PROBLEM. Report how many lines in the rows below contain the string "image", matching case exactly. Give only the number.

Rows from a data source.
= = = = =
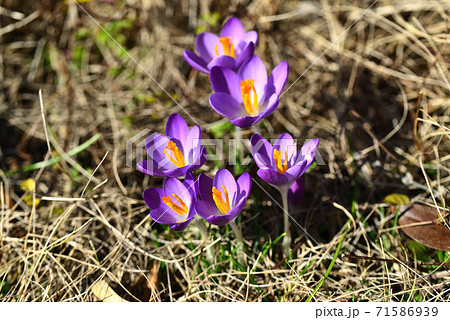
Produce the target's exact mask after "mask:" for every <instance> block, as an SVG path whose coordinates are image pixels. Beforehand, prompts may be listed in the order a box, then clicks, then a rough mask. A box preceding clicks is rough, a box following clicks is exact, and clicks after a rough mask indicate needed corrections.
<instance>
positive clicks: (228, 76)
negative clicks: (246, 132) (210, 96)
mask: <svg viewBox="0 0 450 320" xmlns="http://www.w3.org/2000/svg"><path fill="white" fill-rule="evenodd" d="M288 69H289V68H288V64H287V62H286V61H283V62H281V63H280V64H279V65H278V66H276V67H275V68H274V69H273V71H272V74H271V75H270V76H269V77H267V71H266V67H265V66H264V63H263V62H262V60H261V59H260V58H259V57H256V56H255V57H252V58H250V59H248V60H247V61H246V62H245V63H244V64H243V65H242V66H241V67H240V68H239V71H238V73H235V72H233V71H232V70H230V69H227V68H223V67H214V68H212V70H211V84H212V86H213V89H214V91H215V93H214V94H213V95H212V96H211V97H210V98H209V104H210V105H211V107H212V108H213V109H214V110H215V111H216V112H217V113H219V114H221V115H223V116H224V117H227V118H229V119H230V122H231V123H232V124H234V125H235V126H238V127H242V128H248V127H251V126H253V125H254V124H256V123H258V122H260V121H261V120H262V119H263V118H265V117H267V116H269V115H270V114H272V112H274V111H275V109H276V108H277V106H278V103H279V95H280V93H281V91H282V90H283V88H284V86H285V85H286V81H287V78H288V73H289V70H288Z"/></svg>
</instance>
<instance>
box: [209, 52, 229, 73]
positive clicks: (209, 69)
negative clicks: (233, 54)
mask: <svg viewBox="0 0 450 320" xmlns="http://www.w3.org/2000/svg"><path fill="white" fill-rule="evenodd" d="M214 67H223V68H228V69H232V70H234V69H236V60H235V59H234V58H233V57H230V56H225V55H221V56H219V57H216V58H214V59H212V60H211V61H210V62H209V63H208V64H207V65H206V68H208V70H211V69H212V68H214Z"/></svg>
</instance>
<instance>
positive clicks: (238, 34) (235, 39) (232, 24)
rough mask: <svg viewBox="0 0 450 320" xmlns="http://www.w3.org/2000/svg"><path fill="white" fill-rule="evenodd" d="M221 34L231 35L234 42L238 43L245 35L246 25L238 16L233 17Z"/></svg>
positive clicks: (221, 35)
mask: <svg viewBox="0 0 450 320" xmlns="http://www.w3.org/2000/svg"><path fill="white" fill-rule="evenodd" d="M220 36H221V37H231V41H233V43H234V44H237V43H239V42H240V41H241V39H242V38H244V36H245V29H244V26H243V25H242V23H241V21H239V19H238V18H235V17H231V18H230V19H228V21H227V22H226V23H225V25H224V26H223V28H222V32H220Z"/></svg>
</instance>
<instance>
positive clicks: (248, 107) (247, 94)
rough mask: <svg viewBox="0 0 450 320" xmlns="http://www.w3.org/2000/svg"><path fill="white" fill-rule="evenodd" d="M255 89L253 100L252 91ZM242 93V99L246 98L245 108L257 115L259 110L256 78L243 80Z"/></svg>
mask: <svg viewBox="0 0 450 320" xmlns="http://www.w3.org/2000/svg"><path fill="white" fill-rule="evenodd" d="M252 91H253V102H252V96H251V92H252ZM241 93H242V100H244V107H245V110H247V112H248V113H249V114H250V115H251V116H255V115H256V111H257V110H258V95H257V94H256V89H255V80H253V79H252V80H249V79H247V80H243V81H241Z"/></svg>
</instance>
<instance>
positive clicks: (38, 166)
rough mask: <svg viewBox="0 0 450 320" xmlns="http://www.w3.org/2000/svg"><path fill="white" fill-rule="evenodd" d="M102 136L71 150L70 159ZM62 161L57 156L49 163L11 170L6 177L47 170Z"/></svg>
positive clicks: (7, 172) (34, 164)
mask: <svg viewBox="0 0 450 320" xmlns="http://www.w3.org/2000/svg"><path fill="white" fill-rule="evenodd" d="M101 136H102V135H101V133H97V134H95V135H94V136H93V137H92V138H90V139H89V140H87V141H86V142H84V143H83V144H80V145H79V146H78V147H75V148H73V149H72V150H70V151H69V152H67V155H68V156H69V157H73V156H74V155H76V154H77V153H80V152H81V151H83V150H85V149H87V148H88V147H89V146H90V145H92V144H94V143H95V142H96V141H97V140H98V139H100V137H101ZM62 159H63V157H62V156H57V157H54V158H53V159H49V160H47V161H41V162H36V163H33V164H30V165H28V166H24V167H22V168H19V169H16V170H9V171H6V172H5V176H7V177H8V176H11V175H13V174H15V173H19V172H26V171H33V170H38V169H40V168H43V167H44V168H45V167H48V166H51V165H54V164H55V163H58V162H60V161H61V160H62Z"/></svg>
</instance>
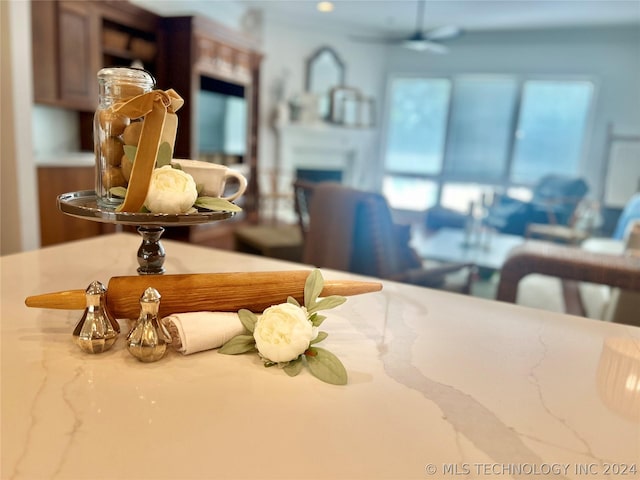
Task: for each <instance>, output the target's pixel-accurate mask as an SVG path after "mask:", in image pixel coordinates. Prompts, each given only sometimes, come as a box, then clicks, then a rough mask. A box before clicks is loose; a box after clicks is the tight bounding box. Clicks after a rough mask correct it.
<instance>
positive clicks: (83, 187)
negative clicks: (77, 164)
mask: <svg viewBox="0 0 640 480" xmlns="http://www.w3.org/2000/svg"><path fill="white" fill-rule="evenodd" d="M94 183H95V169H94V168H93V167H38V193H39V207H40V242H41V244H42V246H46V245H53V244H56V243H62V242H69V241H71V240H79V239H81V238H87V237H93V236H96V235H101V234H103V233H112V232H115V230H116V226H115V225H111V224H107V223H99V222H93V221H91V220H84V219H82V218H75V217H70V216H69V215H65V214H64V213H62V212H61V211H60V210H58V206H57V204H56V199H57V197H58V195H60V194H62V193H66V192H75V191H78V190H86V189H87V188H88V186H91V185H93V184H94Z"/></svg>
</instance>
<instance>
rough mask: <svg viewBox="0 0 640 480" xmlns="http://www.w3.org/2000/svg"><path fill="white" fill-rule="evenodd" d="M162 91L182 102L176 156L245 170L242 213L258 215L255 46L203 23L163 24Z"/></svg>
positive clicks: (257, 146) (250, 40)
mask: <svg viewBox="0 0 640 480" xmlns="http://www.w3.org/2000/svg"><path fill="white" fill-rule="evenodd" d="M158 47H159V49H160V50H161V51H162V52H163V54H162V55H161V56H160V57H159V58H158V84H159V88H162V89H166V88H173V89H175V90H176V92H178V93H179V94H180V96H181V97H182V98H183V99H184V101H185V103H184V106H183V107H182V108H181V109H180V110H179V111H178V112H177V114H178V119H179V127H178V137H177V138H176V144H175V153H174V154H175V156H176V157H182V158H192V159H200V160H204V161H209V162H215V163H221V164H225V165H242V167H243V168H244V172H243V173H245V175H246V176H247V177H248V180H249V186H248V188H247V192H246V194H245V195H244V197H243V201H244V204H243V208H244V210H245V212H246V213H247V215H248V216H249V217H250V218H251V216H252V214H253V213H255V212H257V199H258V183H257V158H258V98H259V97H258V95H259V89H260V86H259V82H260V63H261V61H262V55H261V53H260V52H259V49H258V45H257V43H256V41H255V40H254V39H252V38H250V37H247V36H245V35H243V34H241V33H239V32H237V31H234V30H231V29H229V28H227V27H225V26H223V25H220V24H218V23H216V22H213V21H211V20H208V19H205V18H202V17H191V16H190V17H172V18H163V19H162V20H161V28H160V33H159V38H158Z"/></svg>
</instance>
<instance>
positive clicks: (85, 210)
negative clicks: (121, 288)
mask: <svg viewBox="0 0 640 480" xmlns="http://www.w3.org/2000/svg"><path fill="white" fill-rule="evenodd" d="M57 204H58V208H59V209H60V211H61V212H62V213H65V214H67V215H71V216H73V217H78V218H84V219H86V220H92V221H94V222H102V223H112V224H116V225H133V226H136V227H137V230H138V233H139V234H140V235H141V236H142V243H141V245H140V247H139V248H138V252H137V258H138V264H139V265H140V266H139V267H138V273H139V274H140V275H159V274H162V273H164V271H165V269H164V266H163V265H164V260H165V252H164V247H163V246H162V243H160V237H162V234H163V233H164V227H166V226H189V225H200V224H203V223H211V222H217V221H220V220H226V219H227V218H231V217H232V216H233V215H235V213H234V212H229V211H210V210H201V211H200V210H199V211H197V212H194V213H181V214H168V213H131V212H117V211H115V210H106V209H102V208H100V207H99V206H98V203H97V199H96V194H95V192H94V191H93V190H82V191H78V192H69V193H63V194H62V195H58V199H57Z"/></svg>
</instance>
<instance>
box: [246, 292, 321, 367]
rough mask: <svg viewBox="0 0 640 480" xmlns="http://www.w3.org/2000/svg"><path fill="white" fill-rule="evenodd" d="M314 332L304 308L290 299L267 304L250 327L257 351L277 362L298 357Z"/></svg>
mask: <svg viewBox="0 0 640 480" xmlns="http://www.w3.org/2000/svg"><path fill="white" fill-rule="evenodd" d="M316 335H317V329H316V328H314V327H313V325H311V322H310V321H309V319H308V318H307V310H306V308H304V307H298V306H296V305H293V304H291V303H282V304H280V305H274V306H272V307H269V308H267V309H266V310H265V311H264V312H263V314H262V315H261V316H260V317H259V318H258V321H257V322H256V326H255V329H254V331H253V338H254V339H255V341H256V347H257V348H258V351H259V352H260V355H262V356H263V357H265V358H266V359H268V360H271V361H272V362H278V363H281V362H288V361H290V360H294V359H295V358H298V356H299V355H300V354H301V353H304V351H305V350H307V348H309V342H311V340H313V339H314V338H315V337H316Z"/></svg>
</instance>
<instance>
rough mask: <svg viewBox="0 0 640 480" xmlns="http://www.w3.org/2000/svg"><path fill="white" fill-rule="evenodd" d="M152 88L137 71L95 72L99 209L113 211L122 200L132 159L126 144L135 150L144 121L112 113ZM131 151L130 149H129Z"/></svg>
mask: <svg viewBox="0 0 640 480" xmlns="http://www.w3.org/2000/svg"><path fill="white" fill-rule="evenodd" d="M154 87H155V79H154V78H153V77H152V76H151V74H150V73H148V72H146V71H144V70H140V69H136V68H124V67H118V68H103V69H102V70H100V71H99V72H98V88H99V102H100V104H99V105H98V109H97V110H96V113H95V116H94V122H93V141H94V150H95V155H96V200H97V203H98V206H99V207H100V208H102V209H109V210H112V209H115V208H116V207H117V206H118V205H120V204H121V203H122V201H123V194H122V192H123V191H124V190H123V188H117V187H124V188H126V187H127V185H128V184H129V177H130V176H131V168H132V167H133V158H129V157H128V156H127V155H125V145H129V146H133V147H137V146H138V141H139V140H140V133H141V131H142V120H143V118H128V117H126V116H124V115H121V114H118V113H115V112H114V111H113V108H114V107H115V106H118V105H119V104H121V103H123V102H125V101H127V100H129V99H131V98H133V97H136V96H138V95H141V94H143V93H148V92H150V91H152V90H153V88H154ZM131 150H132V149H131Z"/></svg>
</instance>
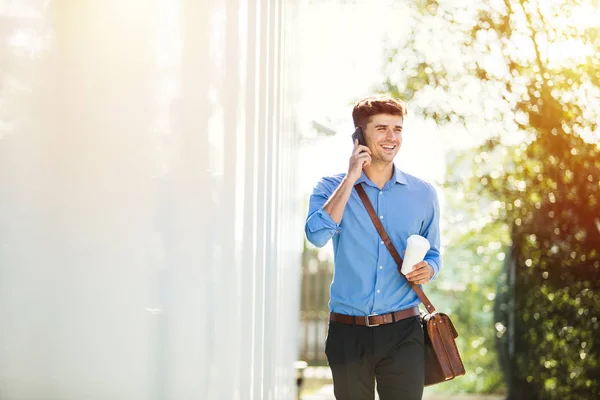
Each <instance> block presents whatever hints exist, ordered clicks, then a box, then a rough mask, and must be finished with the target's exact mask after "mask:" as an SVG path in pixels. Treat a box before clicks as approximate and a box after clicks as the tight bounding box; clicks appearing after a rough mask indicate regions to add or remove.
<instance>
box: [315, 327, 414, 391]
mask: <svg viewBox="0 0 600 400" xmlns="http://www.w3.org/2000/svg"><path fill="white" fill-rule="evenodd" d="M423 340H424V339H423V328H422V327H421V321H420V319H419V317H418V316H417V317H410V318H406V319H403V320H400V321H398V322H394V323H391V324H386V325H380V326H375V327H367V326H358V325H349V324H343V323H340V322H333V321H330V322H329V331H328V333H327V340H326V342H325V354H326V355H327V360H328V362H329V366H330V368H331V372H332V374H333V389H334V393H335V398H336V399H337V400H373V399H374V397H375V381H377V393H378V394H379V398H380V400H421V398H422V397H423V384H424V380H425V372H424V345H423Z"/></svg>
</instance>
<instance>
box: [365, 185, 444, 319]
mask: <svg viewBox="0 0 600 400" xmlns="http://www.w3.org/2000/svg"><path fill="white" fill-rule="evenodd" d="M354 189H356V191H357V192H358V196H359V197H360V199H361V200H362V202H363V204H364V205H365V208H366V209H367V212H368V213H369V217H371V221H373V224H374V225H375V229H377V232H378V233H379V236H381V239H382V240H383V243H384V244H385V247H387V249H388V251H389V252H390V254H391V255H392V258H393V259H394V261H396V264H398V272H399V273H402V272H400V270H401V269H402V258H401V257H400V254H398V251H397V250H396V248H395V247H394V244H393V243H392V241H391V239H390V237H389V236H388V235H387V232H386V231H385V228H384V227H383V225H382V224H381V221H379V218H377V213H375V209H374V208H373V205H372V204H371V201H370V200H369V197H367V193H365V189H364V188H363V187H362V185H361V184H360V183H359V184H357V185H355V186H354ZM408 283H409V284H410V286H411V287H412V289H413V290H414V291H415V292H416V293H417V296H419V300H421V302H422V303H423V305H424V306H425V308H426V309H427V312H429V313H430V314H432V313H433V312H435V307H434V306H433V304H431V301H429V299H428V298H427V296H426V295H425V292H423V289H421V287H420V286H419V285H416V284H414V283H412V282H410V281H408Z"/></svg>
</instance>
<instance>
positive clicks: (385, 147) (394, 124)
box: [364, 114, 404, 164]
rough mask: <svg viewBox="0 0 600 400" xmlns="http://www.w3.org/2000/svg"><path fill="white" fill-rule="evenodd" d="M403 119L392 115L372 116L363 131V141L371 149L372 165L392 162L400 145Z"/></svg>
mask: <svg viewBox="0 0 600 400" xmlns="http://www.w3.org/2000/svg"><path fill="white" fill-rule="evenodd" d="M403 123H404V118H402V117H401V116H399V115H392V114H376V115H373V116H372V117H371V118H370V120H369V122H368V123H367V127H366V129H365V131H364V133H365V141H366V142H367V146H368V147H369V149H371V151H372V153H373V154H371V163H372V164H380V163H383V164H389V163H391V162H393V161H394V157H396V154H398V150H400V146H401V145H402V125H403Z"/></svg>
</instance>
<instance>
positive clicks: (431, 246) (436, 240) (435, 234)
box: [421, 187, 442, 280]
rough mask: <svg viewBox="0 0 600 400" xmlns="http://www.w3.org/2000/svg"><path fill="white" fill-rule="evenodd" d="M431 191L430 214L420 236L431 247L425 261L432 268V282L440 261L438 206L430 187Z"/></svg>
mask: <svg viewBox="0 0 600 400" xmlns="http://www.w3.org/2000/svg"><path fill="white" fill-rule="evenodd" d="M431 190H432V196H433V201H432V208H431V213H430V216H429V219H428V221H426V223H425V224H424V225H423V232H421V236H423V237H425V238H427V240H429V244H430V245H431V247H430V249H429V251H428V252H427V254H425V261H427V263H428V264H429V265H431V267H432V268H433V277H432V278H431V280H434V279H436V278H437V276H438V274H439V273H440V269H441V268H442V259H441V256H440V204H439V202H438V198H437V193H436V191H435V189H434V188H433V187H432V188H431Z"/></svg>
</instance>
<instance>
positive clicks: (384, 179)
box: [363, 163, 394, 189]
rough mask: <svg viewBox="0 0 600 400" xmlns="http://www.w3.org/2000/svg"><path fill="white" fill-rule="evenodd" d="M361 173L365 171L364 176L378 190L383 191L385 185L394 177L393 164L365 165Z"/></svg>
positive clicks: (374, 164) (377, 164) (387, 163)
mask: <svg viewBox="0 0 600 400" xmlns="http://www.w3.org/2000/svg"><path fill="white" fill-rule="evenodd" d="M363 171H365V175H367V178H369V179H370V180H371V182H373V183H374V184H376V185H377V187H379V189H383V187H384V186H385V184H386V183H387V182H388V181H389V180H390V179H392V176H394V164H393V163H386V164H383V163H382V164H371V165H367V166H366V167H365V168H364V169H363Z"/></svg>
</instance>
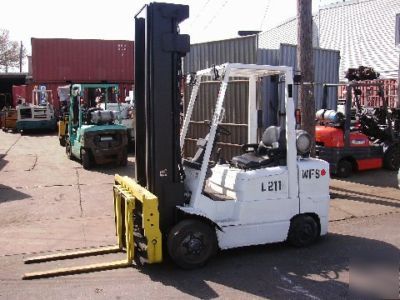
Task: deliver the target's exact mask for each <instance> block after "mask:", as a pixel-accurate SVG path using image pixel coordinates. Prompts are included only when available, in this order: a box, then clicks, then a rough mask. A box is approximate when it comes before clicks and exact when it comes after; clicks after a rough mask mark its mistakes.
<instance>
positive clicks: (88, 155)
mask: <svg viewBox="0 0 400 300" xmlns="http://www.w3.org/2000/svg"><path fill="white" fill-rule="evenodd" d="M81 160H82V166H83V168H84V169H85V170H89V169H90V167H91V166H92V162H91V159H90V152H89V151H86V150H85V149H82V150H81Z"/></svg>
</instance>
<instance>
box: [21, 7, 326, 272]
mask: <svg viewBox="0 0 400 300" xmlns="http://www.w3.org/2000/svg"><path fill="white" fill-rule="evenodd" d="M188 15H189V7H188V6H186V5H175V4H164V3H152V4H149V5H146V6H145V7H144V8H143V9H142V10H141V11H140V12H139V14H138V15H136V17H135V83H136V85H135V93H136V97H135V98H136V99H137V102H136V110H137V118H136V139H137V142H136V168H135V179H132V178H128V177H126V176H125V177H121V176H119V175H116V176H115V185H114V208H115V216H116V218H115V219H116V233H117V237H118V244H117V245H116V246H115V247H112V248H110V247H107V248H99V249H94V250H82V251H77V252H73V253H66V254H64V253H63V254H57V255H49V256H42V257H37V258H32V259H27V260H26V261H25V262H26V263H35V262H44V261H51V260H57V259H65V258H75V257H81V256H86V255H94V254H102V253H109V252H115V251H125V252H126V259H125V260H123V261H116V262H110V263H103V264H97V265H87V266H81V267H74V268H64V269H56V270H51V271H45V272H36V273H30V274H26V275H25V276H24V279H33V278H42V277H52V276H59V275H67V274H75V273H82V272H92V271H97V270H105V269H112V268H117V267H127V266H131V265H132V263H133V262H136V265H137V266H141V265H144V264H154V263H160V262H162V261H163V260H164V258H165V256H166V255H169V257H170V258H172V260H173V261H174V262H175V263H176V264H177V265H178V266H180V267H181V268H184V269H193V268H197V267H201V266H203V265H204V264H206V263H207V261H208V260H209V259H210V258H211V257H212V256H213V255H214V254H215V253H216V252H217V250H218V249H221V250H224V249H231V248H236V247H243V246H251V245H259V244H266V243H274V242H283V241H286V240H287V241H289V242H290V243H291V244H293V245H294V246H298V247H301V246H308V245H310V244H311V243H313V242H314V241H316V240H317V238H318V237H319V236H321V235H325V234H326V233H327V230H328V228H327V227H328V208H329V165H328V163H327V162H325V161H323V160H319V159H315V158H310V157H309V152H310V145H311V139H310V136H309V134H308V133H306V132H304V131H296V130H295V117H294V102H293V98H292V96H293V95H292V93H293V72H292V68H290V67H285V66H266V65H252V64H231V63H226V64H223V65H220V66H214V67H211V68H208V69H204V70H200V71H198V72H197V73H196V74H194V75H192V76H190V78H189V82H190V84H191V85H192V91H191V97H190V102H189V104H188V106H187V111H186V115H185V118H184V121H183V126H182V129H180V128H181V124H180V102H181V97H180V91H181V87H180V86H179V84H180V83H182V82H183V80H181V79H182V78H181V66H180V63H181V58H182V57H183V56H184V55H185V54H186V53H187V52H188V51H189V48H190V43H189V36H187V35H182V34H179V30H178V24H179V23H180V22H182V21H183V20H185V19H186V18H187V17H188ZM265 76H281V77H282V79H283V78H284V80H285V104H286V112H287V113H286V125H285V128H279V127H275V126H272V127H269V128H267V129H266V130H265V132H264V133H263V135H262V138H261V141H257V110H256V105H255V103H256V90H257V89H256V86H257V80H258V79H260V78H263V77H265ZM234 77H241V78H247V79H248V81H249V97H248V99H243V101H248V103H249V104H248V105H249V135H248V136H249V137H248V142H249V143H248V144H246V145H244V146H243V154H242V155H239V156H236V157H233V158H230V159H229V160H223V159H220V160H219V161H218V162H212V161H211V156H212V153H213V152H214V150H215V149H214V148H215V147H214V146H215V144H216V140H217V139H218V137H219V136H220V135H221V134H229V131H228V130H227V129H226V128H224V127H222V126H221V125H220V123H221V122H222V120H223V118H224V109H223V106H224V99H225V93H226V90H227V87H228V85H229V83H230V81H231V80H232V78H234ZM209 80H214V81H215V82H217V83H219V84H220V90H219V93H218V95H216V97H217V101H216V105H215V108H214V112H213V117H212V120H211V122H210V124H209V127H210V130H209V133H208V134H207V136H206V137H205V138H204V139H201V140H199V142H198V151H197V153H196V155H195V156H194V157H192V158H183V157H182V150H183V147H184V144H185V138H186V133H187V132H188V128H189V124H190V119H191V115H192V112H193V108H194V106H195V104H196V102H198V101H203V99H198V98H197V94H198V91H199V87H200V85H201V84H202V82H204V81H209ZM150 83H151V85H150ZM139 99H141V101H139Z"/></svg>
= = = = =
RESULT BELOW. 3